Return the dataset entries below word for word, omitting the pictures.

Dataset entries
○ ○ ○ ○ ○
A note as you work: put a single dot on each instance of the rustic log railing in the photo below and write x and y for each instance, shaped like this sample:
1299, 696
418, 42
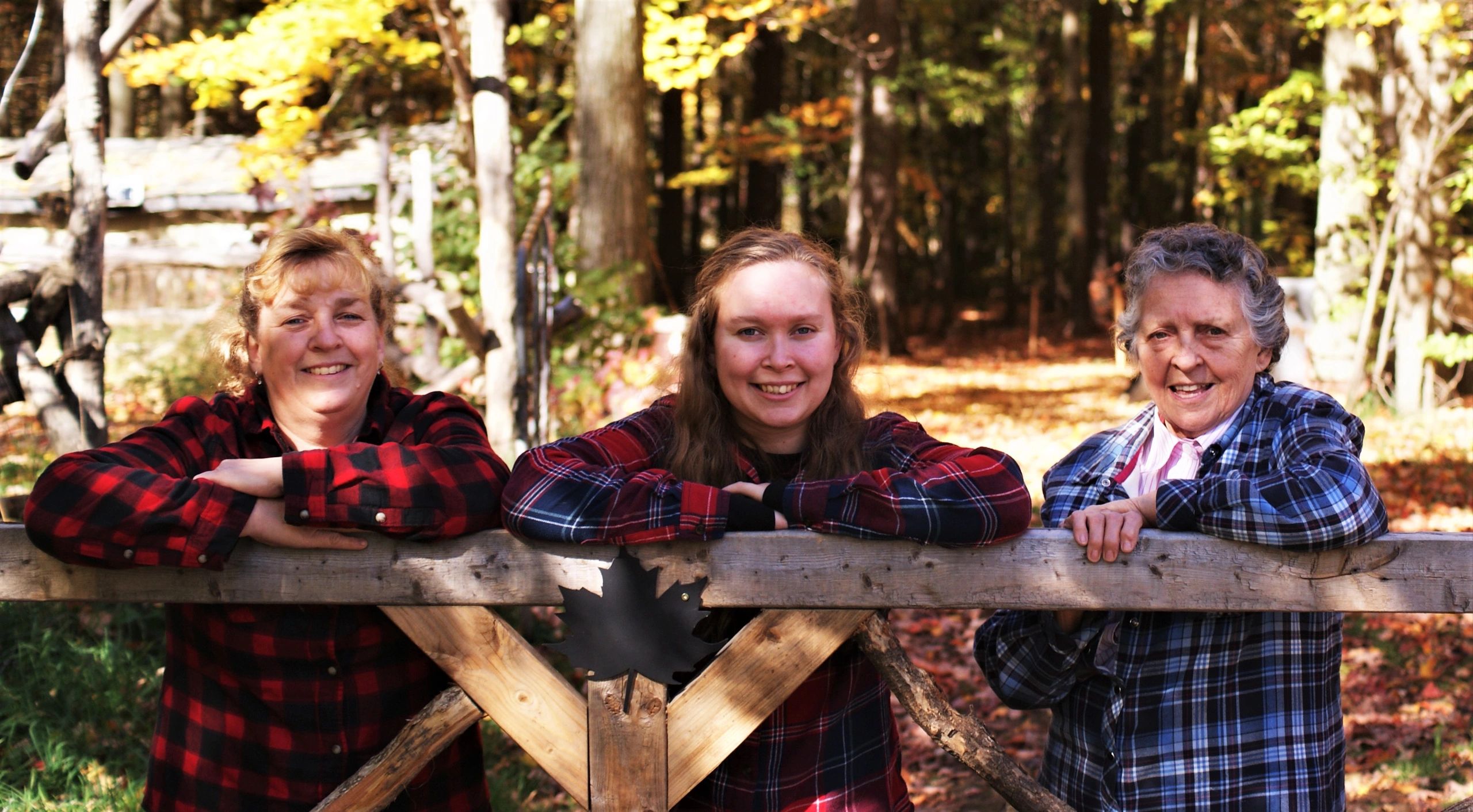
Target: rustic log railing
816, 592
○ ○ ○ ○ ○
Exercise answer
A note as you work: put a single dot on each instance of the rustic log railing in the photo below and write x and y for each instance, shaped like this sample:
1299, 696
418, 42
Target: rustic log railing
816, 592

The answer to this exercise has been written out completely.